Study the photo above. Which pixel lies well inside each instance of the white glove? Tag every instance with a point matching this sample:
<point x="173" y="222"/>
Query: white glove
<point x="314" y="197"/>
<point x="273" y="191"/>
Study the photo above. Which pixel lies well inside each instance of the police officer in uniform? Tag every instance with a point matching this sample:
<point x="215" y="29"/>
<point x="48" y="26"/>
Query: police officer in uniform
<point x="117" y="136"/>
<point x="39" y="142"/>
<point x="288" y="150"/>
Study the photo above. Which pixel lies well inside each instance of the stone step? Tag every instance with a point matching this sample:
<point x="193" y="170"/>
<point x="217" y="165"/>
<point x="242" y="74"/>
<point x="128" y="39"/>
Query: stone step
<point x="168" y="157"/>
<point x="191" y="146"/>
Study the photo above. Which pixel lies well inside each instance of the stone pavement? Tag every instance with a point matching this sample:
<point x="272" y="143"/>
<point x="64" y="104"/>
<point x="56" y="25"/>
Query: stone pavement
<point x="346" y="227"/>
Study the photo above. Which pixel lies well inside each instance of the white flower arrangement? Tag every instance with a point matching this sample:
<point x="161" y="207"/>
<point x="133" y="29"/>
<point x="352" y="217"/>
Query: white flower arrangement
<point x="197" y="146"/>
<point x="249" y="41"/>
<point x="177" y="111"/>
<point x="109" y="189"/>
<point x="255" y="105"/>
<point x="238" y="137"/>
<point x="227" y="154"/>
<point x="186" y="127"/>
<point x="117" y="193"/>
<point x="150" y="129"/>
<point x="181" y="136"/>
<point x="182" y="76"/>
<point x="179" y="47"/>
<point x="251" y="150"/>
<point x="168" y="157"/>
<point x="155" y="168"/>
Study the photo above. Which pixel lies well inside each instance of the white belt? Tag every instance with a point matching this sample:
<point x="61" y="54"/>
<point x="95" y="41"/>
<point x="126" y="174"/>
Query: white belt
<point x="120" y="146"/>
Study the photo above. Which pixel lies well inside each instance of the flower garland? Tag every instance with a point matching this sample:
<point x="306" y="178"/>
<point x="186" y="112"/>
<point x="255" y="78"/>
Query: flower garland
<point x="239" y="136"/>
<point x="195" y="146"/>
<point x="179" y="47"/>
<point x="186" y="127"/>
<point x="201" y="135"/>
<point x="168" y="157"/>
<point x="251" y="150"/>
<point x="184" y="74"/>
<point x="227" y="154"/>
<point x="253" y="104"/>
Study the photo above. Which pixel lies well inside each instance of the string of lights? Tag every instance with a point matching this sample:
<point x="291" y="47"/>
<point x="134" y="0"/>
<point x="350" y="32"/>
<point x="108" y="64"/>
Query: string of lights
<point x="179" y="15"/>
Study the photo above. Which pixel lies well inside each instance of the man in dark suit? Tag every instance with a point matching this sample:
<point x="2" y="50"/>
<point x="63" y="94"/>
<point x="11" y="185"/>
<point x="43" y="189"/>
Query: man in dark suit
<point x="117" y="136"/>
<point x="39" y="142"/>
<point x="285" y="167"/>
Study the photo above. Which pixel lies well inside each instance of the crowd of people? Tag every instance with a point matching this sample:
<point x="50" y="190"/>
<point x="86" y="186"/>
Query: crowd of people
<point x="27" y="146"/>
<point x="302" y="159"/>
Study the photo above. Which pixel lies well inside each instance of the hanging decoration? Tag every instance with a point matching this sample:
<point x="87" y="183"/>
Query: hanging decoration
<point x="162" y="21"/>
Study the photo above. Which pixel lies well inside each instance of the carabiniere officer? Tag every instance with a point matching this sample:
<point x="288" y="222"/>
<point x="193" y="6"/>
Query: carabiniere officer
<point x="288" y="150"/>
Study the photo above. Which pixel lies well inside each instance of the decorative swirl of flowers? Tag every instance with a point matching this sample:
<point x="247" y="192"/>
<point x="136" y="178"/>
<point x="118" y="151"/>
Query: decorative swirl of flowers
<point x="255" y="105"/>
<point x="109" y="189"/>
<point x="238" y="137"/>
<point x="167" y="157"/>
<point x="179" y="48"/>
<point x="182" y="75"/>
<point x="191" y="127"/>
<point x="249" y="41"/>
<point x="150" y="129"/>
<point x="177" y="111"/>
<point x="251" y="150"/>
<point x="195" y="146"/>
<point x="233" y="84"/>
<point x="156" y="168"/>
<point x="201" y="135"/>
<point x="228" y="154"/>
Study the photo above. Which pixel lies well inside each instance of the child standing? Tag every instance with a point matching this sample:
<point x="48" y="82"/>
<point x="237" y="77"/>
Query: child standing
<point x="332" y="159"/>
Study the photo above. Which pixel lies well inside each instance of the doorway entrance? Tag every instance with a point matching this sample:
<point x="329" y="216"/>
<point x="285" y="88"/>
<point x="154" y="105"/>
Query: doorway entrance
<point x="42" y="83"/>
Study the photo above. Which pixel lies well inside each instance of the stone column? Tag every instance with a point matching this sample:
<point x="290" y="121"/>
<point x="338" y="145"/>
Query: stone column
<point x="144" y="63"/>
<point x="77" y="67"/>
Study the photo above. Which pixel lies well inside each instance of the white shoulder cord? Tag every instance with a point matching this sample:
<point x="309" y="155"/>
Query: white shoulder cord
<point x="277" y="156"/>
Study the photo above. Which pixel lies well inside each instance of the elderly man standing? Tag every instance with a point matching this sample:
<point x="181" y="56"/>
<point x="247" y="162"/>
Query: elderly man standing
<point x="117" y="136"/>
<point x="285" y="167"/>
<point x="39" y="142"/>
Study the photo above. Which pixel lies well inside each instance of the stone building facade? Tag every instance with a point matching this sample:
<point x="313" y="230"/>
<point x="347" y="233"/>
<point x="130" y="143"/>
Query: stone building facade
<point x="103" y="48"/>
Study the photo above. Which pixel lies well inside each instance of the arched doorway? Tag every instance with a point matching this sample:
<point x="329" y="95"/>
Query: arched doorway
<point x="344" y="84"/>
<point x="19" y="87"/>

◇ ◇ ◇

PROBLEM TO WORK ON
Print the line that contains "of the child" and each line after it up to the end of the listing, exactly as written.

REPLY
Study the photo above. Which pixel lies well inside each instance of the child standing? Tag every instance with a point matching this sample:
<point x="48" y="82"/>
<point x="237" y="77"/>
Query: child standing
<point x="332" y="159"/>
Study the photo above. Which pixel lies well inside each instance of the doorway entrance? Tag every instance with a point matching this sample:
<point x="329" y="216"/>
<point x="285" y="88"/>
<point x="154" y="105"/>
Query: doorway entrance
<point x="42" y="83"/>
Study the photo above. Which pixel lies well inside each instance of the stone column? Tag every instance with a point matching this sample:
<point x="290" y="121"/>
<point x="338" y="145"/>
Query: stone column
<point x="144" y="63"/>
<point x="77" y="67"/>
Study the photo above. Which pixel lies well inside each instance of the white shoulder cord? Tag every instance with a point matching this sample:
<point x="309" y="155"/>
Query: white shoulder cord
<point x="277" y="156"/>
Study the photo above. Which pixel lies well inside each instance of the elderly man standing? Tag every instance with a point matching this sample:
<point x="181" y="56"/>
<point x="247" y="162"/>
Query: elderly man standing
<point x="117" y="136"/>
<point x="285" y="167"/>
<point x="39" y="142"/>
Study the photo above. Which pixel lies well inside each instance of the stone building facade? Tag every instance with a point matching this sample:
<point x="313" y="230"/>
<point x="347" y="233"/>
<point x="130" y="143"/>
Query: stone building facade
<point x="103" y="48"/>
Study the photo above. Which pixel lies well inside each instance of the arched doorway? Tag every instance with a point matching this sample:
<point x="329" y="95"/>
Query: arched doorway
<point x="344" y="84"/>
<point x="19" y="87"/>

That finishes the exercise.